Setup bond1 (mode1) of two IB interfaces. Set up IP 172.19.254.X where X is node number. Example below:

 cat /etc/modprobe.d/bonding.conf
 alias bond0 bonding
 alias bond1 bonding
 cat /etc/sysconfig/network-scripts/ifcfg-bond1
 DEVICE=bond1
 TYPE=bonding
 BOOTPROTO=static
 USERCTL=no
 ONBOOT=yes
 IPADDR=172.19.254.x
 NETMASK=255.255.255.0
 BONDING_OPTS="mode=1 miimon=500 primary=ib0"
 MTU=65520

Disable firewall

Tuning sysctl.

net.core.rmem_max=16777216
net.core.wmem_max=16777216
net.core.rmem_default=16777216
net.core.wmem_default=16777216
net.core.optmem_max=16777216
net.ipv4.tcp_mem=16777216 16777216 16777216
net.ipv4.tcp_rmem=4096 87380 16777216
net.ipv4.tcp_wmem=4096 65536 16777216
 

Installing Ceph.

▶ [DATA PROVIDED]
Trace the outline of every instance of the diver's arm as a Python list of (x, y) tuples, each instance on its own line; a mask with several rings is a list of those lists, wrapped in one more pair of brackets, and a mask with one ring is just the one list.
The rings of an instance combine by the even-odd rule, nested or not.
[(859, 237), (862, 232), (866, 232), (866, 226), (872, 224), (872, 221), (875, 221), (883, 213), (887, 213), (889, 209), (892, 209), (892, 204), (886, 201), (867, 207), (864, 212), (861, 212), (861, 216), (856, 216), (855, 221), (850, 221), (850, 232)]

▶ [OBJECTIVES]
(a) Summarize the node setup notes above in two sentences.
(b) According to the node setup notes, which interface is designated as primary in the bonding options for bond1?
(c) Carry on the node setup notes for the Ceph cluster, beginning after their final line.

▶ [RESPONSES BY TASK]
(a) The notes describe setting up bond1 in mode 1 from two IB interfaces, with a static IP of 172.19.254.X where X is the node number, ib0 as the primary, and an MTU of 65520. They then call for disabling the firewall and tuning sysctl network buffer settings, mostly to 16777216, before installing Ceph.

(b) ib0

(c)
Preparation

Configure passwordless access between nodes for user root. The key shoud be created on one node and then copy to other to /root/.ssh/.

ssh-keygen -t dsa (creation of passwordless key)
cd /root/.ssh
cat id_dsa.pub >> authorized_keys
chown root.root authorized_keys
chmod 600 authorized_keys
echo "StrictHostKeyChecking no" > config

Disable Selinux on all nodes

In /etc/selinux/config
SELINUX=disabled

setenforce 0

Add max open files to /etc/security/limits.conf (depends on your requirements) on all nodes

  • hard nofile 1000000
  • soft nofile 1000000

Setup /etc/hosts on all nodes:

172.19.254.1 kosmo-virt1
172.19.254.2 kosmo-virt2
172.19.254.3 kosmo-virt3  
172.19.254.150 kosmo-arch
192.168.14.42 kosmo-virt1
192.168.14.43 kosmo-virt2
192.168.14.44 kosmo-virt3  
192.168.14.150 kosmo-arch

Installing

Install kernel >3.15 on all nodes (That is needed for using cephFS client)

rpm -ivh http://www.elrepo.org/elrepo-release-7.0-2.el7.elrepo.noarch.rpm
yum --enablerepo=elrepo-kernel install kernel-ml -y

Set up new kernel for booting.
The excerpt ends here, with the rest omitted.